-- START THE DATA --

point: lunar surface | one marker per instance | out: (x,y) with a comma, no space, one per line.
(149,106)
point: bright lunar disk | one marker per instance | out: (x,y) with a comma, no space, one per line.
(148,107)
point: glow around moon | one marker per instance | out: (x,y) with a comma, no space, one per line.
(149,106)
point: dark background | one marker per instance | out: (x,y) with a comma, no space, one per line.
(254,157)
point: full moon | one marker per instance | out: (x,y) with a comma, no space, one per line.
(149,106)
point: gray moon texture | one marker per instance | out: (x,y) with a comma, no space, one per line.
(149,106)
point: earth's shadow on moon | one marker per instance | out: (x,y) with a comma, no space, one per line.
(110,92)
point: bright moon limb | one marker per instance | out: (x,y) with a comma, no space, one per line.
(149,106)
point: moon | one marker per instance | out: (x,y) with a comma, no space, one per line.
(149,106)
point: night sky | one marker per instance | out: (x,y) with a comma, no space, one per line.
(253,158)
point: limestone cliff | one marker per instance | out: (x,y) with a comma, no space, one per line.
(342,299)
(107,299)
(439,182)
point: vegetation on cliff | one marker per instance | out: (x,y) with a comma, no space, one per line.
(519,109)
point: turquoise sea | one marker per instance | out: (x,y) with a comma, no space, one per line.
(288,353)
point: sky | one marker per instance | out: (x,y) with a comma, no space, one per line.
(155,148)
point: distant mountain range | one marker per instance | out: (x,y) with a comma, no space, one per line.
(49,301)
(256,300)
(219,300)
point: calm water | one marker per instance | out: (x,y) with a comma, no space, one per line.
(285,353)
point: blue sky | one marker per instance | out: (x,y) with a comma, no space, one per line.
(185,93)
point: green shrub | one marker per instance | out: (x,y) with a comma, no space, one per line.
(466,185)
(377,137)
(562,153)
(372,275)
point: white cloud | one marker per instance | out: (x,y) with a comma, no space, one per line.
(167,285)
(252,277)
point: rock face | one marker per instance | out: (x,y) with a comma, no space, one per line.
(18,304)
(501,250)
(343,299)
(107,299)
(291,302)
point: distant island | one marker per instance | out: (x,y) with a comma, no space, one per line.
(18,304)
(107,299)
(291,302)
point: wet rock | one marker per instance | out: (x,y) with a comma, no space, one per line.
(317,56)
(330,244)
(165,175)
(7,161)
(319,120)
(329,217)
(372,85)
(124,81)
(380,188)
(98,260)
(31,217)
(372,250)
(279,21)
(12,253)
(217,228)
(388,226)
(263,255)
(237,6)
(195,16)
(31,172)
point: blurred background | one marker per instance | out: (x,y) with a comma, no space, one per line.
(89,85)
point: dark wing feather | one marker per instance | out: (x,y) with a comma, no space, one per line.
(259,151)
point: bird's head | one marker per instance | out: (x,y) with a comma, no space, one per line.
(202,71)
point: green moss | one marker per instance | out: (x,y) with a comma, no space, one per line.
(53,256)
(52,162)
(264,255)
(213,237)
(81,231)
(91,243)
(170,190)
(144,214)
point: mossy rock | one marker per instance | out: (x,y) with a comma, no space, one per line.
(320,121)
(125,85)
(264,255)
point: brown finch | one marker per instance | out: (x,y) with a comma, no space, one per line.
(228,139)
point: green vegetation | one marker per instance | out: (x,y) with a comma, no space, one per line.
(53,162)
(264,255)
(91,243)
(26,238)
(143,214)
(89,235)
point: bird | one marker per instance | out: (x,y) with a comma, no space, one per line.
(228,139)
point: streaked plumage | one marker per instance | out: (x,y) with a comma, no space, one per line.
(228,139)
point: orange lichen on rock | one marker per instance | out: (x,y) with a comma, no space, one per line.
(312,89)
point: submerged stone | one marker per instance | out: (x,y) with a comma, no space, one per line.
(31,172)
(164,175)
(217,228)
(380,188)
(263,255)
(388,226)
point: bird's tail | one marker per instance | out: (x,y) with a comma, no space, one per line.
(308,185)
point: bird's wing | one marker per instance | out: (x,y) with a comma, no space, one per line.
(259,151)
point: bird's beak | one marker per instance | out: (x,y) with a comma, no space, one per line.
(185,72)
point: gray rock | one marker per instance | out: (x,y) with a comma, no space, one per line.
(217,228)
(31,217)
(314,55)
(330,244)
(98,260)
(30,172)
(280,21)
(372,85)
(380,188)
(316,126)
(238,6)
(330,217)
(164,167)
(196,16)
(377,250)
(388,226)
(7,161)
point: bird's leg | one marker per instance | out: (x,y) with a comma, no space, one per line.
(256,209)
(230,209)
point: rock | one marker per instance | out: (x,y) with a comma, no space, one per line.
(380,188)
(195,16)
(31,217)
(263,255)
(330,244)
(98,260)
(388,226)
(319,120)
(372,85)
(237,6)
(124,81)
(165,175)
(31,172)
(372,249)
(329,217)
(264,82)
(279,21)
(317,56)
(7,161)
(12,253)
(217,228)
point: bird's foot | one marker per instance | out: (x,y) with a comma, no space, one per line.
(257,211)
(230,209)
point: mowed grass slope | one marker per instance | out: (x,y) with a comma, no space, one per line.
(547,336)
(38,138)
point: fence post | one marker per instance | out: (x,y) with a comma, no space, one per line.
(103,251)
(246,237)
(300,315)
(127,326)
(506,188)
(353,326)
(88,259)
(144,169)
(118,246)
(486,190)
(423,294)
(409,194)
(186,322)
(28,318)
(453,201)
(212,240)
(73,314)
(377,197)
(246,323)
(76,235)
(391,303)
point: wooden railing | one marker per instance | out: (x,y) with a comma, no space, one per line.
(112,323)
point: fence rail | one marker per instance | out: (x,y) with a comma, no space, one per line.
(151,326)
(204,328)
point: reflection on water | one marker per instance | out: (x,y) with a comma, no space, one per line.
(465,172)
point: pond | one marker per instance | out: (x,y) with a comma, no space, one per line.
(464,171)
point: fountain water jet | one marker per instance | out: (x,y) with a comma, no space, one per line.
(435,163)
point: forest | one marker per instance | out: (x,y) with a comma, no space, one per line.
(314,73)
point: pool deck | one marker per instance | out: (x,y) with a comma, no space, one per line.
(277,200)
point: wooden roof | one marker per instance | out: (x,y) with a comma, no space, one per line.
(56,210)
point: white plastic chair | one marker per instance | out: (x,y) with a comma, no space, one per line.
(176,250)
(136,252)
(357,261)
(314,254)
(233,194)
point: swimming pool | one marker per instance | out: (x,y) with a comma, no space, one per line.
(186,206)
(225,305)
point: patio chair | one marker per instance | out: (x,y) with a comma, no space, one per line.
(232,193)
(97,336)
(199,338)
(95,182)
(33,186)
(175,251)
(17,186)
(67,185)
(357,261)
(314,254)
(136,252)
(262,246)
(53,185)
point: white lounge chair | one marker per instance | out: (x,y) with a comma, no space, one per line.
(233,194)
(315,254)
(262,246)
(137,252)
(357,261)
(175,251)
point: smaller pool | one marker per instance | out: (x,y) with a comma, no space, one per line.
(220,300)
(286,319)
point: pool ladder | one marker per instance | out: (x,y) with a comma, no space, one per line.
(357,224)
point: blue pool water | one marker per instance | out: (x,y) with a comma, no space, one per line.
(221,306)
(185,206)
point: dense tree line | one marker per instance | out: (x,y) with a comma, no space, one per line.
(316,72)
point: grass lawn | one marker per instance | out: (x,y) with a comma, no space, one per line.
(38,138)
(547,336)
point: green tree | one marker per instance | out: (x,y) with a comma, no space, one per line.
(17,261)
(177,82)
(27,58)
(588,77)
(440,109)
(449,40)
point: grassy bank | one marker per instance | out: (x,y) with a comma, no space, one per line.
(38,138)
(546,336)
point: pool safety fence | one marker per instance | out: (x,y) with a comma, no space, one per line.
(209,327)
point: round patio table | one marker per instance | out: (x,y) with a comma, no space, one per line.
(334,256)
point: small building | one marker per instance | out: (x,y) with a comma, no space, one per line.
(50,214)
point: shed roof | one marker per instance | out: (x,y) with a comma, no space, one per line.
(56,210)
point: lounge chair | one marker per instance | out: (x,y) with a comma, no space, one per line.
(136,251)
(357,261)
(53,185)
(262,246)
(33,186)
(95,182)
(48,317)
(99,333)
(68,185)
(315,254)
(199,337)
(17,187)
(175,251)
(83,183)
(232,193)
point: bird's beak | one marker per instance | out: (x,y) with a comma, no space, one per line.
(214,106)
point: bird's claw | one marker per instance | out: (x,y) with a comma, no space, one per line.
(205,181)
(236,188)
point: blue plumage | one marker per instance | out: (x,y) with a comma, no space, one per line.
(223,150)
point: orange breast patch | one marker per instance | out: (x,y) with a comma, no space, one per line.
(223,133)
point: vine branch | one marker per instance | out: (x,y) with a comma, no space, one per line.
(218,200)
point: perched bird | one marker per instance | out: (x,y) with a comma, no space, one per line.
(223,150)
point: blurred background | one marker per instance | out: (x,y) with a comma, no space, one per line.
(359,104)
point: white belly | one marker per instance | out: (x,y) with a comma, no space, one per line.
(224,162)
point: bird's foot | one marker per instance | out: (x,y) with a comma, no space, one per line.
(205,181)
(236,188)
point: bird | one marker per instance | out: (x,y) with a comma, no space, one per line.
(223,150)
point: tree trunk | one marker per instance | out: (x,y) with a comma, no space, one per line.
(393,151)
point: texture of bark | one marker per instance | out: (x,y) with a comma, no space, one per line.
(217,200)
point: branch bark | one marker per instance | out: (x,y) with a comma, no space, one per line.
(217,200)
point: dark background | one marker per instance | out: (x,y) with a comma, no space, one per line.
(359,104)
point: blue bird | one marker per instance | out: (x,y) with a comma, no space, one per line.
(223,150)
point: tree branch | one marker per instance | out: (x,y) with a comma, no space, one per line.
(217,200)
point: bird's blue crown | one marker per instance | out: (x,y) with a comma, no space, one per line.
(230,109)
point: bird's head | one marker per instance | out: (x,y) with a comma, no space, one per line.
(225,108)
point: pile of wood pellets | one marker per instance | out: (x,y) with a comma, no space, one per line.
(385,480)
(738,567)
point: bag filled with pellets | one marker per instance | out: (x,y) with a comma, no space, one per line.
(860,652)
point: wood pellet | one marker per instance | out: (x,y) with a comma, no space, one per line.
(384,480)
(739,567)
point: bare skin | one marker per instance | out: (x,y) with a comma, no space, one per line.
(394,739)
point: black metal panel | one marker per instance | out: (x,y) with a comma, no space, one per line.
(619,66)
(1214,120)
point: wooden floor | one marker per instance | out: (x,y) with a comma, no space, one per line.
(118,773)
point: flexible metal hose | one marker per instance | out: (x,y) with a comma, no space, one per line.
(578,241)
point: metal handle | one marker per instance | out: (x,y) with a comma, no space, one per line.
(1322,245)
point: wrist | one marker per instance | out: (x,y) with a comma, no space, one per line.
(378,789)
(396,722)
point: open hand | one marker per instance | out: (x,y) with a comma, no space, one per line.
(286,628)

-- END THE DATA --

STATED TASK: Rewrite the data from the line containing "point: open hand" through the end, putting "raised hand" in place of "open hand" and leaving everything else as it is.

RESULT BELOW:
point: raised hand | one marker per instance | out: (x,y) with a comma, no space, one per line.
(286,628)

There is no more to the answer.